* **課題概要**: 以下の資料の行を、一字一句変えずにすべて返してください。

* **提供資料**:
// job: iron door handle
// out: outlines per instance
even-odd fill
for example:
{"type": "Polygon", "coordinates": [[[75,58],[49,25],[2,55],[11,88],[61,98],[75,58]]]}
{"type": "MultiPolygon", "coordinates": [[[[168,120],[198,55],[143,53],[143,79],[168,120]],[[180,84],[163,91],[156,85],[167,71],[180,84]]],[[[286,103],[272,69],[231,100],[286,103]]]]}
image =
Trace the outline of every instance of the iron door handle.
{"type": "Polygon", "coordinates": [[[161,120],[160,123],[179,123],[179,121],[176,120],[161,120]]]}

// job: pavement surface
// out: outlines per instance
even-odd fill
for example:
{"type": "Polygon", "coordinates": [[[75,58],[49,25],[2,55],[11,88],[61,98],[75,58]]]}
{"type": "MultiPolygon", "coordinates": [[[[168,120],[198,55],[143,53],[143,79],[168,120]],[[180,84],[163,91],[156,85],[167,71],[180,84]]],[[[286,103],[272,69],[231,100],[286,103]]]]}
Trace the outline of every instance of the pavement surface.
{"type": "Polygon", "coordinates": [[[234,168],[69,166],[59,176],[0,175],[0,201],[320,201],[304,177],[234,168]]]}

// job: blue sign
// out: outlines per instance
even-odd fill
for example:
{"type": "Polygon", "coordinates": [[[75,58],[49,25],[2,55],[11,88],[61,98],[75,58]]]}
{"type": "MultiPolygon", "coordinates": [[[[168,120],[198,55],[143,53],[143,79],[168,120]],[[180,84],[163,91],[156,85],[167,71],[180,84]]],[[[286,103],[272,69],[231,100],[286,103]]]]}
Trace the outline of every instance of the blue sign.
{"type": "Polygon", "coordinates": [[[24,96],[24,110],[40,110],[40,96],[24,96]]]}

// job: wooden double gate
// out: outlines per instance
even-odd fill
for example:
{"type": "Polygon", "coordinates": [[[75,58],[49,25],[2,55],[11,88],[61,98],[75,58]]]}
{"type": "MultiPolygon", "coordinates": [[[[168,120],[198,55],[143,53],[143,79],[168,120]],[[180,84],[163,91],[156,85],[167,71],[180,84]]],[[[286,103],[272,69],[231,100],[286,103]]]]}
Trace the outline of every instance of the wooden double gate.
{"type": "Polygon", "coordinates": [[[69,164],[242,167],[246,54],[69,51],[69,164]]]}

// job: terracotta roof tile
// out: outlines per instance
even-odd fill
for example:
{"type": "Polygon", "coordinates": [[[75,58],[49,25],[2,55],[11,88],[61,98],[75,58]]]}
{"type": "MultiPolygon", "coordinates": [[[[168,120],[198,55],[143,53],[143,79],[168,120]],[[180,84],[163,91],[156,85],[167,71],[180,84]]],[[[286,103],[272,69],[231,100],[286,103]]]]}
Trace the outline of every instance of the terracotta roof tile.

* **解答**:
// job: iron door handle
// out: outlines per instance
even-odd fill
for example:
{"type": "Polygon", "coordinates": [[[75,58],[49,25],[2,55],[11,88],[61,98],[75,58]]]}
{"type": "MultiPolygon", "coordinates": [[[[168,120],[198,55],[143,53],[143,79],[168,120]],[[180,84],[163,91],[156,85],[167,71],[180,84]]],[[[286,103],[272,69],[231,100],[286,103]]]]}
image =
Trace the outline of every instance of the iron door handle.
{"type": "Polygon", "coordinates": [[[161,120],[160,123],[179,123],[179,121],[176,120],[161,120]]]}

// job: pavement surface
// out: outlines per instance
even-odd fill
for example:
{"type": "Polygon", "coordinates": [[[75,58],[49,25],[2,55],[11,88],[61,98],[75,58]]]}
{"type": "MultiPolygon", "coordinates": [[[[168,120],[198,55],[143,53],[143,79],[168,120]],[[180,84],[163,91],[156,85],[167,71],[180,84]]],[[[286,103],[272,69],[231,100],[286,103]]]]}
Trace the outline of every instance of the pavement surface.
{"type": "Polygon", "coordinates": [[[234,168],[69,166],[59,176],[0,175],[0,201],[320,201],[304,177],[234,168]]]}

// job: blue sign
// out: outlines per instance
even-odd fill
for example:
{"type": "Polygon", "coordinates": [[[75,58],[49,25],[2,55],[11,88],[61,98],[75,58]]]}
{"type": "MultiPolygon", "coordinates": [[[[168,120],[198,55],[143,53],[143,79],[168,120]],[[180,84],[163,91],[156,85],[167,71],[180,84]]],[[[286,103],[272,69],[231,100],[286,103]]]]}
Trace the outline of every instance of the blue sign.
{"type": "Polygon", "coordinates": [[[24,96],[24,110],[40,110],[40,96],[24,96]]]}

// job: wooden double gate
// out: outlines per instance
even-odd fill
for example:
{"type": "Polygon", "coordinates": [[[75,58],[49,25],[2,55],[11,88],[61,98],[75,58]]]}
{"type": "MultiPolygon", "coordinates": [[[[168,120],[198,55],[143,53],[143,79],[168,120]],[[180,84],[163,91],[156,85],[167,71],[180,84]]],[[[286,103],[272,69],[231,100],[286,103]]]]}
Trace the outline of every instance of the wooden double gate.
{"type": "Polygon", "coordinates": [[[69,164],[242,167],[246,54],[69,51],[69,164]]]}

// job: terracotta roof tile
// out: outlines per instance
even-odd fill
for example:
{"type": "Polygon", "coordinates": [[[75,58],[49,25],[2,55],[11,88],[61,98],[75,58]]]}
{"type": "MultiPolygon", "coordinates": [[[[168,120],[198,55],[143,53],[143,79],[168,120]],[[180,84],[163,91],[156,85],[167,71],[180,84]]],[[[286,103],[272,69],[231,100],[286,103]]]]}
Trace the outline of every instance of the terracotta roof tile.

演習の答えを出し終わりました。